ЗАДАЧА A →
Что, согласно отрывку о Бронштейне, после многовековых безуспешных стараний алхимиков стало фактом в ядерной физике?

ВЫБРАННЫЙ ОТРЫВОК →
▶

Так что же, герой нашей книги просто поддался веяниям времени, когда привлекал нефизические соображения? Трудно ответить на подобный вопрос вполне однозначно. Однако, внимательно прочитав другие публикации Бронштейна и подробно расспросив близко знавших его людей, приходишь к выводу, что необычная для него агитация в [79] была вызвана прежде всего неуместными аргументами противников боровской гипотезы: неуместность проще всего показать, используя сходные по своей природе соображения не против, а за.

Бронштейна не заподозришь в том, что он был узкий специалист — «хомо физикус» в чистом виде. Не был он безразличен и к философии, глубоко понимал диалектику развивающегося знания. И, естественно, протест у него вызывали попытки философскими цитатами доказать, подобно чеховскому соседу, что «этого не может быть, потому что этого не может быть никогда». В книге [82], прежде чем рассказать о ситуации, возникшей в физике после опытов Эллиса— Вустера, Бронштейн несколько страниц уделил историко-философскому рассмотрению, возбуждая сомнение в неограниченной применимости ЗС. В частности, он подчеркнул, что превращение элементов, которое после многовековых безуспешных стараний алхимиков было признано невозможным, стало фактом в ядерной физике. В сущности, его соображения сводились к тому, что философское знание достаточно определенно, чтобы направлять мысль, но не настолько определенно, чтобы превратить какой-либо конкретный результат физической мысли в абсолют.

Однако такие, как Львов, думали, что «суперарбитром здесь, в опыте Вустера—Эллиса, как и всюду... выступает марксистско-ленинское учение» [225], что все приговоры этим суперарбитром уже вынесены, и нужно только поискать подходящий в толстых томах.

Печально известны последствия такого арбитража для естествознания в конце 40-х — начале 50-х годов. Но в 30-е годы подобные тенденции встречали активное противодействие. И гипотезу несохранения Бронштейн защищал философски совершенно правильно, несмотря на то что сама гипотеза умерла. Потому что смерть ее была физической, а не философской.

Не следует думать, что в физических дискуссиях так уж редко применяются нефизические доводы. Чем сильнее физик хочет утвердить свою позицию, тем меньше он стремится строго соблюдать «правила физической игры». Тем более что строгость этих правил — иллюзия, поскольку интуиция неизбежно выводит за пределы логических индукций и дедукций. Только глядящим на науку издалека может показаться, что доводы, составляющие научную дискуссию, подобны фрагментам таблицы умножения. Ситуации в науке бывают настолько неопределенны, что в дискуссии противостоят разные интуиции, разные исследовательские программы, в той или иной степени выходящие за рамки научного опыта. И когда возможности физической аргументации исчерпываются, доводы берутся из всего культурного запаса, которым физик располагает. Разумеется, какие доводы он выберет, зависит от его мировосприятия. А когда развитие физики предоставляет аргументы достаточно определенные, похожие на 2x2 = 4, они уже в некотором смысле не нужны — знание уже получено и чья-то интуиция восторжествовала; хотя, конечно, эти — определенные — аргументы нужны для педагогических целей и... для дальнейшего развития знания, ведь определенность-однозначность аргументов через некоторое время оказывается иллюзорной и т. д.

◀

ЗАПИСИ ДАННЫХ →

▶

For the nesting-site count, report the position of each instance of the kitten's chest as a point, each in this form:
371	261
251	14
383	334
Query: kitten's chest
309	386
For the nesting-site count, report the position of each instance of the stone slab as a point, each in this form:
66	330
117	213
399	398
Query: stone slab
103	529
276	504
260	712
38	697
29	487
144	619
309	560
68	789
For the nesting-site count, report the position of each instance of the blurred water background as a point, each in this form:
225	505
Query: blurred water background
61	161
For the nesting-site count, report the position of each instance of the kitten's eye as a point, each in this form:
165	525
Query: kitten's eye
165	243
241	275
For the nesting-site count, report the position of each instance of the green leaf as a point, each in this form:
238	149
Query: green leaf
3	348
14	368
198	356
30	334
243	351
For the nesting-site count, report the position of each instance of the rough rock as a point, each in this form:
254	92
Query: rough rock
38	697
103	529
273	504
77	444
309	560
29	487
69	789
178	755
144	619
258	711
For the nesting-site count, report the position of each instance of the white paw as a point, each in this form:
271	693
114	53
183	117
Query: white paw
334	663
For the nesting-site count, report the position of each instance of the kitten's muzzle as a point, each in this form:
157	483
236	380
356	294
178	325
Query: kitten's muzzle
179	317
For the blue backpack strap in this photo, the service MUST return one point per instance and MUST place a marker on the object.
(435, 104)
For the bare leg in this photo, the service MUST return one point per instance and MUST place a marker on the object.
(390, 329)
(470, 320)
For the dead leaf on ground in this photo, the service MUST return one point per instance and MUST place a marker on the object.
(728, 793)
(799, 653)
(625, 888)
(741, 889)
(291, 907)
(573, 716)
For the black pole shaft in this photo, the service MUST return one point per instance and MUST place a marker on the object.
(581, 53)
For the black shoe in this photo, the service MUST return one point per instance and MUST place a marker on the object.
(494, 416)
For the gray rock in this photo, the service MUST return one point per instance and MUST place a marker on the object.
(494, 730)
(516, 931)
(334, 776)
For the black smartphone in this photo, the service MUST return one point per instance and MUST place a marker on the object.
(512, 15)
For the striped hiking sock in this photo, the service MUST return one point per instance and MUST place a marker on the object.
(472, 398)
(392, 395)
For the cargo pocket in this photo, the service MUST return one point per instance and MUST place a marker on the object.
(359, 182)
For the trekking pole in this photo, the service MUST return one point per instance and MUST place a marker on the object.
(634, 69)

◀

ЗАДАЧА B →
Выведите строки записей в виде JSON-списка строк, начиная со строки, содержащей "For the cargo", и заканчивая последней строкой записей. Каждой строке должен соответствовать один элемент списка, пустые строки не включайте.

ИТОГОВЫЙ РЕЗУЛЬТАТ A →
Превращение элементов.

ИТОГОВЫЙ РЕЗУЛЬТАТ B →
[
  "For the cargo pocket in this photo, the service MUST return one point per instance and MUST place a marker on the object.",
  "(359, 182)",
  "For the trekking pole in this photo, the service MUST return one point per instance and MUST place a marker on the object.",
  "(634, 69)"
]